→ WHAT IS ASKED: Reproduce the items below verbatim, from their first line through the line holding "(511, 203), (606, 237)", inclusive.

→ SUPPLIED DATA:
===

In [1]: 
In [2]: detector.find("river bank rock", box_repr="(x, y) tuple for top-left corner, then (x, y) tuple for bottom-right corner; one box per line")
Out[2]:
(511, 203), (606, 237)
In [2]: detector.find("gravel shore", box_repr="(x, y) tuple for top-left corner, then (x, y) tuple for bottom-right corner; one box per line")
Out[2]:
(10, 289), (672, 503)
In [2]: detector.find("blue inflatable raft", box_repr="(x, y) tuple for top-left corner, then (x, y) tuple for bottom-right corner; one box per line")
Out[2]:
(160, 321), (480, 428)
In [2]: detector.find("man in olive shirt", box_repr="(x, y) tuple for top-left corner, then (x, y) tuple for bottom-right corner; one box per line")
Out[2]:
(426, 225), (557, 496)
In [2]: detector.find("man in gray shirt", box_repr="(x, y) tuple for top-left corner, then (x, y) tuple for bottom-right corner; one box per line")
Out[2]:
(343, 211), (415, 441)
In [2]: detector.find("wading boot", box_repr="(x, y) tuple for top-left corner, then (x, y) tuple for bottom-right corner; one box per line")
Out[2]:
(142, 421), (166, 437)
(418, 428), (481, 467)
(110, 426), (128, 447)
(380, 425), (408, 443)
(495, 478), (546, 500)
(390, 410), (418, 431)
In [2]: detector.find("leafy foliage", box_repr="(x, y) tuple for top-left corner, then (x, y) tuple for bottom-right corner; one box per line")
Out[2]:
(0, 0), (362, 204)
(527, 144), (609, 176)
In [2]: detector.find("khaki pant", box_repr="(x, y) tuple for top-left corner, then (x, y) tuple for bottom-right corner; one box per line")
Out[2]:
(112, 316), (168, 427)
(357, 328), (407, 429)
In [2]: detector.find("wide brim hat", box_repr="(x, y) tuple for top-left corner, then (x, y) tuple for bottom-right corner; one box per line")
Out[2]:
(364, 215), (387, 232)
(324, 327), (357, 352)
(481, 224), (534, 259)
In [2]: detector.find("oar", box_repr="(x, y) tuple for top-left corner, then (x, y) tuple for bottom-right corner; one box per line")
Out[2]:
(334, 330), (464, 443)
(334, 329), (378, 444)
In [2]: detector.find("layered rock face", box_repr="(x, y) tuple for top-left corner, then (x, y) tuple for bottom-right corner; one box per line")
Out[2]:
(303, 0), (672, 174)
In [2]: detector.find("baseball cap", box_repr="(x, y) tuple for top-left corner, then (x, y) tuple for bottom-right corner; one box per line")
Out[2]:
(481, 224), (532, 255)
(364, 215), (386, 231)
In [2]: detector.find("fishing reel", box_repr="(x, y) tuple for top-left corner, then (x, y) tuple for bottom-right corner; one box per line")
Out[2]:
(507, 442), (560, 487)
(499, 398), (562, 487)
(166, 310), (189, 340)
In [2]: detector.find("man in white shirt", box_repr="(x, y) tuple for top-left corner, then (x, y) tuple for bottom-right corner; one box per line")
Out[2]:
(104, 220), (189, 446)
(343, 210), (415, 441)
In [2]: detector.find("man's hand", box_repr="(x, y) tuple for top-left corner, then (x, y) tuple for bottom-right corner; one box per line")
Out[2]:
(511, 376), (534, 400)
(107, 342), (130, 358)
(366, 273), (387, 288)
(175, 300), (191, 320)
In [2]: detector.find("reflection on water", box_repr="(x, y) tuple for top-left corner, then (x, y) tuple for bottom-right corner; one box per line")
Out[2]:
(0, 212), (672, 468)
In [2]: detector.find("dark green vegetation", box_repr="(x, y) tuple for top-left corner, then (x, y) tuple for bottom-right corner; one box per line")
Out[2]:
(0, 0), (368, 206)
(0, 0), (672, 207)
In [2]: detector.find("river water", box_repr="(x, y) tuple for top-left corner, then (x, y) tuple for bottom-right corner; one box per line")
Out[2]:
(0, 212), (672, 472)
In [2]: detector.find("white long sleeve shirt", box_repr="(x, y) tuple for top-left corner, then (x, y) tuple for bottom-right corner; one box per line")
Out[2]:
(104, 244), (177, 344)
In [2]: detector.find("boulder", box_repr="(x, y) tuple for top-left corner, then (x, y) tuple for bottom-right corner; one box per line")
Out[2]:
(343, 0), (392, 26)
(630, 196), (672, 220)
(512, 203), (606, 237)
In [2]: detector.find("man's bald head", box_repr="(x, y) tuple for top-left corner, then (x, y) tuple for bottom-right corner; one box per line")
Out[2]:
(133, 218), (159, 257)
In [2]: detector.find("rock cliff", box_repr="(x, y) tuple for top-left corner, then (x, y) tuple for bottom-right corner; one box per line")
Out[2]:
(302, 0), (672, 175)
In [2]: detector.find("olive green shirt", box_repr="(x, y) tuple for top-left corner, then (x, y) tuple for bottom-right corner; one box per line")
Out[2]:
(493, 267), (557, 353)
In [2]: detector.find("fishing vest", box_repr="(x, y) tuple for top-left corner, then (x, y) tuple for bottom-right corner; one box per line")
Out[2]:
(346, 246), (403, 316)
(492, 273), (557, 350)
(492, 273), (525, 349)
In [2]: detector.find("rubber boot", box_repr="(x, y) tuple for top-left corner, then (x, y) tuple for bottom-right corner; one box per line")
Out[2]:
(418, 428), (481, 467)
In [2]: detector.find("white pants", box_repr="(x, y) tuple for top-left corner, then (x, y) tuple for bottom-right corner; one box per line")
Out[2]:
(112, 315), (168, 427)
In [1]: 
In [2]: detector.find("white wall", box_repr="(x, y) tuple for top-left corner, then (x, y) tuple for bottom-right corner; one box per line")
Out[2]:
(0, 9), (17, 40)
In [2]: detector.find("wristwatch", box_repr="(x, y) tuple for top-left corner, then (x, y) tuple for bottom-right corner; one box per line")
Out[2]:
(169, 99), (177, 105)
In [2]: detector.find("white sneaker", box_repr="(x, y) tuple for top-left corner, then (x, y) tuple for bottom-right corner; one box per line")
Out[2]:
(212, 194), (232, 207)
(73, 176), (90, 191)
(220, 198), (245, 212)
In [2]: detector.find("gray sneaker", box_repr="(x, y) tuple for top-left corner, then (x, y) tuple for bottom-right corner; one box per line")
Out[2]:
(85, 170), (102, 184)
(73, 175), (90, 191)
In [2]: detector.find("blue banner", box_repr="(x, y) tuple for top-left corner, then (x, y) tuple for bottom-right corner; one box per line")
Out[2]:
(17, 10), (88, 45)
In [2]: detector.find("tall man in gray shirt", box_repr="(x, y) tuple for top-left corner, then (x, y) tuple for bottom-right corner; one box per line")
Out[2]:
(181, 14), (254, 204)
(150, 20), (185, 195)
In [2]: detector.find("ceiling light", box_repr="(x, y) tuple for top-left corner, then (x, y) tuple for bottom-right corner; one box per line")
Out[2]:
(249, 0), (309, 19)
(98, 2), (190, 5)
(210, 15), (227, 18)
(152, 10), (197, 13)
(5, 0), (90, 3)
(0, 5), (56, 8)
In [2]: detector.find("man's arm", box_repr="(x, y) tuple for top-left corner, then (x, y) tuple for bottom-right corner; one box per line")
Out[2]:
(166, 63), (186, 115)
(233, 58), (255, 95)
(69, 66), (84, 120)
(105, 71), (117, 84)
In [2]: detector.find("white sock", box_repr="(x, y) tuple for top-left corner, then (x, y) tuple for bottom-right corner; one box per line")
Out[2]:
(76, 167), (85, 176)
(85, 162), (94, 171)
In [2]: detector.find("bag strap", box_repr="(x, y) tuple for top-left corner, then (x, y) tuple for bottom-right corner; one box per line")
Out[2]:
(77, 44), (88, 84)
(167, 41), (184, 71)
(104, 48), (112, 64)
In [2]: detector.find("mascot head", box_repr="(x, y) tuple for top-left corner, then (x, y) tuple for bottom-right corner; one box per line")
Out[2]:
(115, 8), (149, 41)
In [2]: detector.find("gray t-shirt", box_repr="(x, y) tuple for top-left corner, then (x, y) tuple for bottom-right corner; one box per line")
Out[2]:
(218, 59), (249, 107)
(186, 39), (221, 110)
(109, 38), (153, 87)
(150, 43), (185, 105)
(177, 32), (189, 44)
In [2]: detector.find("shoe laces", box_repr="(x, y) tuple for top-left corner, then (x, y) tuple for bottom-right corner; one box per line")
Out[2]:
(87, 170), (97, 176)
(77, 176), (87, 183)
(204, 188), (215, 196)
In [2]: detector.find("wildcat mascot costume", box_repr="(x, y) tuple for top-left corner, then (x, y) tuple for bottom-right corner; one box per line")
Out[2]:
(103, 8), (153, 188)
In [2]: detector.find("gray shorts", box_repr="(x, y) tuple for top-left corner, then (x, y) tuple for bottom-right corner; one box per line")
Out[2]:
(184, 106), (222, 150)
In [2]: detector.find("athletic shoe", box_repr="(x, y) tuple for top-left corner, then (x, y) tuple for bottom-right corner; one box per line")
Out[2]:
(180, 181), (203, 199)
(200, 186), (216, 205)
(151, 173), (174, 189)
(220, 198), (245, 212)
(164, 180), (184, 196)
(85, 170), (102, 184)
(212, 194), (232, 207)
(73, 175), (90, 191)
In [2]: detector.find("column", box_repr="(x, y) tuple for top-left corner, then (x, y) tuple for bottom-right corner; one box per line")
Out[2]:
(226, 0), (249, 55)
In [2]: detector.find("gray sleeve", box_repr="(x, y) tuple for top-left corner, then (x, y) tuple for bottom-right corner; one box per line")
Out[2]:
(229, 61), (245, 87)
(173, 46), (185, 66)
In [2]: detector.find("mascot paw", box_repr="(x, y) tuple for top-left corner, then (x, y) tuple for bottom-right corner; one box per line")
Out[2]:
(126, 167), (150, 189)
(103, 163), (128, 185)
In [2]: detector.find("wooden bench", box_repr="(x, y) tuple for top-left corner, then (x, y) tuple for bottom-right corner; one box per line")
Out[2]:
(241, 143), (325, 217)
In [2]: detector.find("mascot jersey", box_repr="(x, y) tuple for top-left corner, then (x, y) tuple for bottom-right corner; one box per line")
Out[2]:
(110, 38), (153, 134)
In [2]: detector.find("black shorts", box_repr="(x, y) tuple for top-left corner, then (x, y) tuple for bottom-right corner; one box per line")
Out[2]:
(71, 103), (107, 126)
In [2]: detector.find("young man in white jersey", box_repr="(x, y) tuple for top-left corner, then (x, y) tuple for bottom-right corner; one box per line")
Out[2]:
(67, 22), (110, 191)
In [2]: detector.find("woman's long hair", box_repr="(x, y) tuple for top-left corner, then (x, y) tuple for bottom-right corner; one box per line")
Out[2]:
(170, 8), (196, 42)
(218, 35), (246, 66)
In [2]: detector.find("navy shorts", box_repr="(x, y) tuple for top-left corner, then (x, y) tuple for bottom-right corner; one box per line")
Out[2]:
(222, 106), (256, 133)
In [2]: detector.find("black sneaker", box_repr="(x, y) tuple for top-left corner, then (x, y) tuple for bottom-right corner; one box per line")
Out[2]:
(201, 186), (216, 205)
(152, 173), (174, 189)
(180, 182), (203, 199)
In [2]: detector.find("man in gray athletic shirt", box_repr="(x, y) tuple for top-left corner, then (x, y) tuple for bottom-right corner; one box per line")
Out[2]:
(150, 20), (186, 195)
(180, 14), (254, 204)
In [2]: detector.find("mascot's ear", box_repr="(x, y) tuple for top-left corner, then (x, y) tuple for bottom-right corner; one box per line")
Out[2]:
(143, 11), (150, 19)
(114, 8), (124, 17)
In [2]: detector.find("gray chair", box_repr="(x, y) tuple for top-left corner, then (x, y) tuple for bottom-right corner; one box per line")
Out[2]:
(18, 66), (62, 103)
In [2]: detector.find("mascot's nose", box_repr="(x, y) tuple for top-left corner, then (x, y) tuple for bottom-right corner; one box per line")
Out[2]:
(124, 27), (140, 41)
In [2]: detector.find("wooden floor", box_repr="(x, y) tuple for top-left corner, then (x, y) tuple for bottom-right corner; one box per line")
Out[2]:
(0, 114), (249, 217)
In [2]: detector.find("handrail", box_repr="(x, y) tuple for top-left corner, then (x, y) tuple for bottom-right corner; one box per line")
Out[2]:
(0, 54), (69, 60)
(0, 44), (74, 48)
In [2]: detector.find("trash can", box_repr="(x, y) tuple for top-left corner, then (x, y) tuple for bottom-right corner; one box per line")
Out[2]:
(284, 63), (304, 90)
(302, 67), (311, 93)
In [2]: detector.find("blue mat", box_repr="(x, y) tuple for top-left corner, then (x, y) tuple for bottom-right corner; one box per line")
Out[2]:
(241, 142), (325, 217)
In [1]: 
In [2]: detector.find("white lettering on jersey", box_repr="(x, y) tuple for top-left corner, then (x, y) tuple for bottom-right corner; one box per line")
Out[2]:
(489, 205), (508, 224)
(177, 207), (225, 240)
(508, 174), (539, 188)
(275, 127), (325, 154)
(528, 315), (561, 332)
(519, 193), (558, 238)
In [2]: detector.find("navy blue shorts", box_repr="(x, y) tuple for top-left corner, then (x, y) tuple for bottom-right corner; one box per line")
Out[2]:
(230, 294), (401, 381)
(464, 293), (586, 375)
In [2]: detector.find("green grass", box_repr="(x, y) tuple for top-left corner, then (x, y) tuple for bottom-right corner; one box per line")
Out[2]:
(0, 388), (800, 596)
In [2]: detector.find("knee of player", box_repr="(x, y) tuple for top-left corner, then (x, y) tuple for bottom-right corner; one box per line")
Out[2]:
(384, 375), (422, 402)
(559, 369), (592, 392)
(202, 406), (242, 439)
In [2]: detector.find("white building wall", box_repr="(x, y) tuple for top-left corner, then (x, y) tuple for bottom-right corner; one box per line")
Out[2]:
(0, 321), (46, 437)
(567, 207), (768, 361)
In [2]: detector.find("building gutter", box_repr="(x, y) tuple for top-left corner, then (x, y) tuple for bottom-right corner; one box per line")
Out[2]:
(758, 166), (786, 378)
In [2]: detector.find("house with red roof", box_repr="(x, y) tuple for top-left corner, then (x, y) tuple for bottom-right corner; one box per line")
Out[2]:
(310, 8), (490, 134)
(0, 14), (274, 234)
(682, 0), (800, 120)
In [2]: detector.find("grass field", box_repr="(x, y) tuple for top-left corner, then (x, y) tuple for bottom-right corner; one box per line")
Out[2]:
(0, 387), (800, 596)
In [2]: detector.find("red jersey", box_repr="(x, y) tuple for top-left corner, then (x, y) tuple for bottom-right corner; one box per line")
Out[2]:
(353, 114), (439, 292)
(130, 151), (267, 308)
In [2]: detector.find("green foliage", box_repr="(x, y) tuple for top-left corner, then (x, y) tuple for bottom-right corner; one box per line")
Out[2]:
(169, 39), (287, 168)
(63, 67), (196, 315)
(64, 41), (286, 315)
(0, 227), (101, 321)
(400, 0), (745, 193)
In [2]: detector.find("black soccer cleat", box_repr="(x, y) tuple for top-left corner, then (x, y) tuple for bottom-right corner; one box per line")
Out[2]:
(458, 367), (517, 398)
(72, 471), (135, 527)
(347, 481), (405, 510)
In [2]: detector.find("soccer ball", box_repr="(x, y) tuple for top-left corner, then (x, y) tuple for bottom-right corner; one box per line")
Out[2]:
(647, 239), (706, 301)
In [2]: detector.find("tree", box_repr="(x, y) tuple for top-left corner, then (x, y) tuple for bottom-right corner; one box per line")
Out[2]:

===

→ COMPLETED TASK:
In [1]: 
In [2]: detector.find("river bank rock", box_repr="(x, y) tuple for top-left corner, then (x, y) tuple for bottom-right corner; one box per line")
Out[2]:
(511, 203), (606, 237)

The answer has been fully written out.